(WHAT THE TASK REQUIRES):
All entries below are to be set down again, identical to the source.

··· MATERIAL SHOWN ···

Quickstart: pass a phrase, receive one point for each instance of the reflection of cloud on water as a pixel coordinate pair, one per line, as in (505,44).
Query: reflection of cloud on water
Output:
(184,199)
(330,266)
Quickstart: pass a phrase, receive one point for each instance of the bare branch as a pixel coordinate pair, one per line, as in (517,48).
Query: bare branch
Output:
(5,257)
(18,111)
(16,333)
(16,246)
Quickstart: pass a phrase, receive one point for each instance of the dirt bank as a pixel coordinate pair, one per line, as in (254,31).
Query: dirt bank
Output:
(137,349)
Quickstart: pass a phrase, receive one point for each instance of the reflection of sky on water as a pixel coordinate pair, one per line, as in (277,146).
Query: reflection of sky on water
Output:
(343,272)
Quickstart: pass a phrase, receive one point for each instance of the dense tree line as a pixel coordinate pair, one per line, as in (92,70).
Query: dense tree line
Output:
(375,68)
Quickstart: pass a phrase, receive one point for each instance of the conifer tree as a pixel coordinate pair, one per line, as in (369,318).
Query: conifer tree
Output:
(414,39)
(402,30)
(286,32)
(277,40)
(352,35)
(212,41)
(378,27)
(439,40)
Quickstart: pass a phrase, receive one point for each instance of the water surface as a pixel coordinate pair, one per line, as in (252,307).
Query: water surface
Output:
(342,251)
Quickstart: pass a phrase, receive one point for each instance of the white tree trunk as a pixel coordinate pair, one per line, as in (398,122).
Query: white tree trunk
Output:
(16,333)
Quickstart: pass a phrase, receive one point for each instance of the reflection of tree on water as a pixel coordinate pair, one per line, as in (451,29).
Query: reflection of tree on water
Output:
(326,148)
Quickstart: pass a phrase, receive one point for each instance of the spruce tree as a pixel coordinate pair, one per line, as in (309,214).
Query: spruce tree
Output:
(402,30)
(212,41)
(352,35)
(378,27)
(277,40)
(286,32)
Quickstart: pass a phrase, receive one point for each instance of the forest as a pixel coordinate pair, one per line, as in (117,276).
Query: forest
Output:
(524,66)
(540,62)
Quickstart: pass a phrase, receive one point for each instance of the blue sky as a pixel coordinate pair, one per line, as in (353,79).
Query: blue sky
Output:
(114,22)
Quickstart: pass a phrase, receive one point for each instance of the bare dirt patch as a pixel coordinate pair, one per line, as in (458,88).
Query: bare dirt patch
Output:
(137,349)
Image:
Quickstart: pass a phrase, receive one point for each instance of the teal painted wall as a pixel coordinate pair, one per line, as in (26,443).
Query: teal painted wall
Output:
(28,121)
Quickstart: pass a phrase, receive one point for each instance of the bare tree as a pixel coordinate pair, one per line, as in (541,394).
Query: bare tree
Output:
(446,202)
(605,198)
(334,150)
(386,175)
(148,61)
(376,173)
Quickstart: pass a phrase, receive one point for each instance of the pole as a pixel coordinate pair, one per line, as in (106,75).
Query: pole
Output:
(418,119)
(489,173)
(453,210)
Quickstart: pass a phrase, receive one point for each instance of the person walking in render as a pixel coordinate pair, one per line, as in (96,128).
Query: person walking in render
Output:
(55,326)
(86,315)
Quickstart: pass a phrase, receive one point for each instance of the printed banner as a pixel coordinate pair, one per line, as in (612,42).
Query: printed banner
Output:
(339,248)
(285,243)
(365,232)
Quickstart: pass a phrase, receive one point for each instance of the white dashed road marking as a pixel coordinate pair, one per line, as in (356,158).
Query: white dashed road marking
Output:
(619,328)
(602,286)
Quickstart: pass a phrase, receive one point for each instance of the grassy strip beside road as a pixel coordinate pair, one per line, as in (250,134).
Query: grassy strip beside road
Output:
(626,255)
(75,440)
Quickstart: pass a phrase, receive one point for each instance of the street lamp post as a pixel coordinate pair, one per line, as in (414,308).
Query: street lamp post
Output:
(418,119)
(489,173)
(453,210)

···

(COMPLETED EXERCISE):
Quickstart: pass a phrase, receive one point for each instance of the reflection of cloud on water as a pixel coordinate pair, one per line, as in (505,44).
Query: reflection of cloud on water
Output:
(184,199)
(330,266)
Quickstart: pass a phrase, receive one point for each instance of the bare branch as a pixel coordinate pair, one per line, as in (517,48).
Query: bare branch
Output:
(5,257)
(18,111)
(16,333)
(16,246)
Quickstart: pass a phrase, receive one point for each instance of the dirt bank as a pixel coordinate pair, one per line, as in (254,31).
Query: dirt bank
Output:
(137,349)
Quickstart: pass a phrase, receive one point for each instance of the reflection of sky on water as a pixel coordinate pair, one per line, as in (277,146).
Query: reflection of sky on water
Output:
(343,272)
Quickstart: pass a phrase, receive one point for each instance of the dense tree line as a pixel coordinate pair, one per line, as in (92,70).
Query: dense tree line
Output:
(375,68)
Quickstart: pass a phrase, receive one point for each instance of the conifer tree as a pixel coordinate pair, one per line, as in (369,318).
Query: conifer tree
Output:
(414,39)
(402,30)
(286,32)
(277,40)
(352,35)
(212,41)
(378,27)
(439,40)
Quickstart: pass a phrase, receive one point for each instance of the water surface as a pixel coordinate pair, one per line, as in (252,307).
Query: water surface
Output:
(342,251)
Quickstart: pass a phrase, receive one point for each instance of the white tree trunk as a pixel coordinate pair, one per line, as in (398,122).
Query: white tree trunk
Output:
(16,333)
Quickstart: pass a phrase, receive one point for each instance of the reflection of tree on water as a pixel coordinate pair, one per line, as in (451,29).
Query: reflection of tree on water
Output:
(326,148)
Quickstart: pass a phrase, receive one point for each instance of the spruce tree as a pixel coordinate pair, one per line, as in (309,214).
Query: spruce tree
Output:
(402,30)
(212,41)
(352,35)
(378,27)
(277,40)
(286,32)
Quickstart: pass a phrase, receive one point for each instance of the forest as a pixel coordinate pair, one per line, as in (117,276).
Query: forest
Output:
(524,66)
(540,62)
Quickstart: pass a phrase, receive one point for each instance of the blue sky as a pixel coordinate pair, one per line, as in (353,79).
Query: blue sky
Output:
(114,22)
Quickstart: pass a phrase, receive one point for each instance of the bare dirt patch as a pixel coordinate pair, one per line, as in (458,88).
Query: bare dirt patch
Output:
(137,349)
Image:
Quickstart: pass a phrase, receive one point for each instance of the teal painted wall as a pixel coordinate pair, one per line, as in (26,443).
Query: teal painted wall
Output:
(28,121)
Quickstart: pass a phrase, receive one point for each instance of the bare tree as a pixel coordinate pair, one per line, as in (541,394).
Query: bare tree
Output:
(446,202)
(605,198)
(334,150)
(386,175)
(148,61)
(376,173)
Quickstart: pass a phrase, receive one point for each instance of the pole as a pixel coordinate pair, one per line, as in (106,75).
Query: pole
Output:
(418,119)
(489,173)
(453,210)
Quickstart: pass a phrase, receive one point for each instance of the person walking in render as a pixel coordinate pair, one per line, as in (96,128).
Query: person walking in render
Output:
(55,326)
(86,315)
Quickstart: pass a phrase, receive one point for each instance of the printed banner as a pixel coordinate pair, one per line, as in (612,42).
Query: printed banner
Output:
(339,248)
(285,243)
(365,232)
Quickstart: pass a phrase, receive one point for each instance of the white dashed road marking as a pixel coordinate pair, one per line, as in (356,158).
Query: white dashed road marking
Output:
(619,328)
(602,286)
Quickstart: pass a phrase, receive one point for each instance of the grassy strip beside road as a pixel coordinate pair, one per line, as in (250,134).
Query: grassy strip beside road
Output:
(626,255)
(75,440)
Quickstart: pass a phrase, receive one point for each instance of the street lamp post as a pixel coordinate pair, one per line, as in (414,308).
Query: street lamp post
Output:
(418,119)
(489,173)
(453,210)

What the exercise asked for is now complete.